PROMPT 1 - According to the book review, what knowledge does a reader need before using the book?
PROMPT 2 - Can you summarize the book review in two sentences?

EXCERPT -
--- START ---
Book Review: Statistic Methods in Spatial Epidemiology. By A.B. Lawson
β Scribed by Olaf Berke
- Publisher
- John Wiley and Sons
- Year
- 2001
- Tongue
- English
- Weight
- 27 KB
- Volume
- 43
- Category
- Article
- ISSN
- 0323-3847
No coin nor oath required. For personal study only.
β¦ Synopsis
In line with growing public, government and media interest in environmental and health issues spatial (or geographical) epidemiology is an increasing field of research, concerned with analysis of geo-referenced health outcome data. This involves mapping the location of disease cases or regional summary statistics as well as the analysis of the mapped data using spatial statistical methods.
The book is aimed to provide an overview of the main statistical methods and recent research work in the field of spatial epidemiology. The target audience are medical statisticians, epidemiologists, environmental statisticians, and researchers in public health, aside postgraduate students of statistics or epidemiology. However, this is not an introductory text. The reader needs some knowledge in spatial statistics and epidemiology, e.g. there is no definition of the K-function or certain types of bias.
--- END ---
Segmentation mask data -
--- START ---
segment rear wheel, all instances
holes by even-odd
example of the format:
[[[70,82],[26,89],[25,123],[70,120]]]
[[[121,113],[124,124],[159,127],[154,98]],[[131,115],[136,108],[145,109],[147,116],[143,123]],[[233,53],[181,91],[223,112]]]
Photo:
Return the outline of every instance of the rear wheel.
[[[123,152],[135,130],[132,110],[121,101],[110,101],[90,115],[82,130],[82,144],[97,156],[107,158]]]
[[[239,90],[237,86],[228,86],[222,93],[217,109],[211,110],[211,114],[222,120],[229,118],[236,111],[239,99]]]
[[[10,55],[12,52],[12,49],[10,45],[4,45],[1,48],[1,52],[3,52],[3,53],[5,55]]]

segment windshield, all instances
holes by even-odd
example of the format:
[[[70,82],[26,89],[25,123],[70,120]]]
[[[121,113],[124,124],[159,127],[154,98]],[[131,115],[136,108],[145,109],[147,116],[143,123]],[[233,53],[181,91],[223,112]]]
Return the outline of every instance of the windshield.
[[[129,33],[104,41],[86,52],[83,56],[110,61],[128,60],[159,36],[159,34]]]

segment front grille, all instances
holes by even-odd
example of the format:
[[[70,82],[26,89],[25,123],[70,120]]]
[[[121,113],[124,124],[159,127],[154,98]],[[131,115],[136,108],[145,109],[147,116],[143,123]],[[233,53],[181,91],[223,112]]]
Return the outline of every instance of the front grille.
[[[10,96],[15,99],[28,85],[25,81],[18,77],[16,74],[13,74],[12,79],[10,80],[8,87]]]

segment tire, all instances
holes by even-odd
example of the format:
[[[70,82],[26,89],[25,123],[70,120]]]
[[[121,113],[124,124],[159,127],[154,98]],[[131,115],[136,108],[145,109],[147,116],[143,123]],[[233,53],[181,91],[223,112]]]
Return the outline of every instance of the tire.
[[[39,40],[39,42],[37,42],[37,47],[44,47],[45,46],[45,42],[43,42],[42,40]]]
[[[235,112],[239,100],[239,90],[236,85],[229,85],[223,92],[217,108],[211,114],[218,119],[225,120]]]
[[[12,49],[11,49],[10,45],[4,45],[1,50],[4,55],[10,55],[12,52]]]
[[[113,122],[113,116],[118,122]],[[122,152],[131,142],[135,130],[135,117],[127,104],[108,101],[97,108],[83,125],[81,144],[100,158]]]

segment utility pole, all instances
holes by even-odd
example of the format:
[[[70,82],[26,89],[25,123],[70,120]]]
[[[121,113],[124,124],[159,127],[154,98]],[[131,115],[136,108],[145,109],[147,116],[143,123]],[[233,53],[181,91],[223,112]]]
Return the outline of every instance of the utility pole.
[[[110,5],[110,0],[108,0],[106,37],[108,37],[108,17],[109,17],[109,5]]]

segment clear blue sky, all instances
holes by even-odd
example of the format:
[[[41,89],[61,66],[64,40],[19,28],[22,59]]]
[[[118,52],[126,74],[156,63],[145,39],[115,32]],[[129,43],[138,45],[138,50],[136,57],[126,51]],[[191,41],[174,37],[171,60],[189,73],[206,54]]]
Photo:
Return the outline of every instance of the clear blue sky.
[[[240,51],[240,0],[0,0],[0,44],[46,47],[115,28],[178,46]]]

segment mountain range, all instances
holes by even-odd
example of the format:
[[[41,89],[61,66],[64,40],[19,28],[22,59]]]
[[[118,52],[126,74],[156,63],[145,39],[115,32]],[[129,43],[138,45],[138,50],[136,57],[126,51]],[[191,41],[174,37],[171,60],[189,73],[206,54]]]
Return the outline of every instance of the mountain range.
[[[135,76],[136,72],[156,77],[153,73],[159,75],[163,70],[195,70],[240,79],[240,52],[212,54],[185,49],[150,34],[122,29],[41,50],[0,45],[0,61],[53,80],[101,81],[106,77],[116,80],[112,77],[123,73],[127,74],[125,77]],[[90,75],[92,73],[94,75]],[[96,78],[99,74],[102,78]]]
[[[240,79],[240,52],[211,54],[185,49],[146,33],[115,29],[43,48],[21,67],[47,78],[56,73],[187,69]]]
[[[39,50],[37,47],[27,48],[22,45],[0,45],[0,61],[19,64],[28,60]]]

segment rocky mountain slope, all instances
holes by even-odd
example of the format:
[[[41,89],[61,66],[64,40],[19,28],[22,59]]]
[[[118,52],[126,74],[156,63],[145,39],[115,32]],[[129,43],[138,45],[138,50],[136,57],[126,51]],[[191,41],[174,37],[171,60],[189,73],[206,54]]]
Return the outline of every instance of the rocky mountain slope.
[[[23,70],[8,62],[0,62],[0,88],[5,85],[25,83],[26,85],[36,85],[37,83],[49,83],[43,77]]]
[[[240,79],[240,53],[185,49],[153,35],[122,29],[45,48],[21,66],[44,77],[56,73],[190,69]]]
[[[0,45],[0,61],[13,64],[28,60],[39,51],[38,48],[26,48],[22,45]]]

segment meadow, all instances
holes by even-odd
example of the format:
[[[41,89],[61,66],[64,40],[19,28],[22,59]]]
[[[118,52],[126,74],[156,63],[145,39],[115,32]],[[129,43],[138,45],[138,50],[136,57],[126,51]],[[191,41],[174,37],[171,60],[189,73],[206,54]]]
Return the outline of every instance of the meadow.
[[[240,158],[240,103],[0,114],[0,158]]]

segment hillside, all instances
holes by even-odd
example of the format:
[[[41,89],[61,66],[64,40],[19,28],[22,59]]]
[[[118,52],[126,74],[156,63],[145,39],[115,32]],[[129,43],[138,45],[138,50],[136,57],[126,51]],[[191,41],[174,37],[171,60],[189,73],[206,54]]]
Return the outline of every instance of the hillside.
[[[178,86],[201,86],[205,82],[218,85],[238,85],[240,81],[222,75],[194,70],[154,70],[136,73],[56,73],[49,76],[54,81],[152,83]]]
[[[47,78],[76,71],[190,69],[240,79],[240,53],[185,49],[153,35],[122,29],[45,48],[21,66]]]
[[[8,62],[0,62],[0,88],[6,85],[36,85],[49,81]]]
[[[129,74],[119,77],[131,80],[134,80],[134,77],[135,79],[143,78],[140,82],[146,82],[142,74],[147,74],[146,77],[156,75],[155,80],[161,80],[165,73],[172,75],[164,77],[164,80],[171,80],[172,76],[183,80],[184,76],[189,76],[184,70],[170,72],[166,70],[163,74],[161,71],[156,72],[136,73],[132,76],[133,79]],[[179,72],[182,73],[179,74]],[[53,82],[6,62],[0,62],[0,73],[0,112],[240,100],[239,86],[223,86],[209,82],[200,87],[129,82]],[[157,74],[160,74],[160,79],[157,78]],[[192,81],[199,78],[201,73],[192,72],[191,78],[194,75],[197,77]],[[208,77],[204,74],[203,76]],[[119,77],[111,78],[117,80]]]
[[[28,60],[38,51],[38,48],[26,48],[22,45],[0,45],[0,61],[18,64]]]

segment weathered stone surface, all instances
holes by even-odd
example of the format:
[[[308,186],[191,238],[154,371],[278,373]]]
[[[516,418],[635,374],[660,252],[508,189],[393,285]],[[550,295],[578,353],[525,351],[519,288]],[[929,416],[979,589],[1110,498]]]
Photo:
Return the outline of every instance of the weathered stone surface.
--- END ---
EXERCISE ANSWER 1 - The reader needs some knowledge of spatial statistics and epidemiology.

EXERCISE ANSWER 2 - Spatial epidemiology is a growing field of research that maps disease cases or regional summary statistics and analyzes the mapped data with spatial statistical methods. The book gives an overview of the field's main statistical methods and recent research for statisticians, epidemiologists, public health researchers and postgraduate students, but it is not introductory and assumes some knowledge of spatial statistics and epidemiology.